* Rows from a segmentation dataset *
........

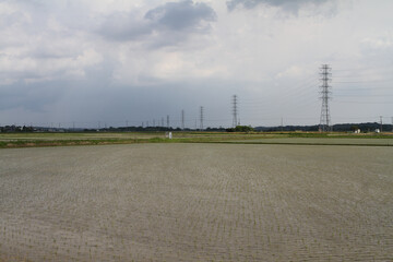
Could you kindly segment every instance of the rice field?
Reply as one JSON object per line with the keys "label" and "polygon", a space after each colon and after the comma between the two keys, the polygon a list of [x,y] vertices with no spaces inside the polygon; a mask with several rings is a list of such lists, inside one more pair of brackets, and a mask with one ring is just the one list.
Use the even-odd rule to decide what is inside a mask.
{"label": "rice field", "polygon": [[390,146],[0,150],[0,261],[393,261]]}

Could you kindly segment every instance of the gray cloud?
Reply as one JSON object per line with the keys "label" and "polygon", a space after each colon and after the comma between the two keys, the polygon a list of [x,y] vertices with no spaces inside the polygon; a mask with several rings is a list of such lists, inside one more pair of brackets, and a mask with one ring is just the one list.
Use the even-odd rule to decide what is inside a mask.
{"label": "gray cloud", "polygon": [[230,0],[227,1],[229,10],[234,10],[237,7],[243,7],[246,9],[252,9],[257,5],[264,4],[270,7],[281,8],[284,11],[297,14],[299,9],[306,4],[323,4],[329,0]]}
{"label": "gray cloud", "polygon": [[207,4],[186,0],[159,5],[143,17],[135,13],[114,13],[102,24],[99,33],[114,40],[140,40],[154,33],[167,39],[155,37],[154,40],[162,43],[153,46],[166,46],[187,38],[189,34],[207,33],[209,23],[215,19],[214,10]]}

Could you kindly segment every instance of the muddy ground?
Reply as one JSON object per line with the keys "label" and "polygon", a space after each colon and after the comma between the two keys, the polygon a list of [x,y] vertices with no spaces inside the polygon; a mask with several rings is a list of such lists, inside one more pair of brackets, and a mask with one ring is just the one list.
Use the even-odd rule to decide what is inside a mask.
{"label": "muddy ground", "polygon": [[0,261],[392,261],[393,150],[0,150]]}

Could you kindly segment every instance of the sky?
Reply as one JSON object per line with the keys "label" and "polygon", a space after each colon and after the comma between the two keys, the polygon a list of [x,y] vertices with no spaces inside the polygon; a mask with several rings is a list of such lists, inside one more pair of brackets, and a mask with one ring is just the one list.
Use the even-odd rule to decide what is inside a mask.
{"label": "sky", "polygon": [[391,0],[0,0],[0,126],[393,117]]}

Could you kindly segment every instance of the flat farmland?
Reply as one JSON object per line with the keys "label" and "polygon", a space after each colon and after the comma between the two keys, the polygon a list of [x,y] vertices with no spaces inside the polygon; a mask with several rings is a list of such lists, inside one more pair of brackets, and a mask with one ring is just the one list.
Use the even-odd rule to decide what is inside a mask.
{"label": "flat farmland", "polygon": [[392,261],[390,146],[0,150],[0,261]]}

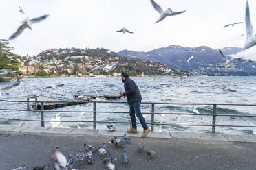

........

* SHORT EXERCISE *
Rewrite the records as a Markdown table with the columns "Row" and "Line", starting at the line containing "Could you kindly segment every instance of the sky?" and ending at the end of the records, with both ends included. Give one line per row, and skip blank lines and pictures.

* WRITTEN ANSWER *
| Row | Line |
|---|---|
| 1 | Could you kindly segment every instance of the sky? |
| 2 | Reply as one JSON object per line with the keys "label" and "polygon", a space after each colon and after the comma between the two keys, the polygon a list of [x,y] vertices with no spaces inside the polygon; a mask with several rings is a list of such lists, inside one more pair of brackets, and a mask with one ring is just the one list. |
| 3 | Use the even-odd rule to decide what is inside a mask. |
| 4 | {"label": "sky", "polygon": [[391,0],[0,0],[0,126],[393,117]]} |
| 5 | Could you kindly segment every instance of the flat farmland? |
| 6 | Reply as one JSON object per line with the keys "label" and "polygon", a space after each colon and after the comma between the two keys, the polygon a list of [x,y] vertices with no spaces inside the polygon; a mask with several rings is a list of such lists, inside one more pair of brackets, and a mask with one ring is just the one list. |
| 7 | Use the even-odd rule to decide what is inside a mask. |
| 8 | {"label": "flat farmland", "polygon": [[392,261],[390,146],[0,150],[0,261]]} |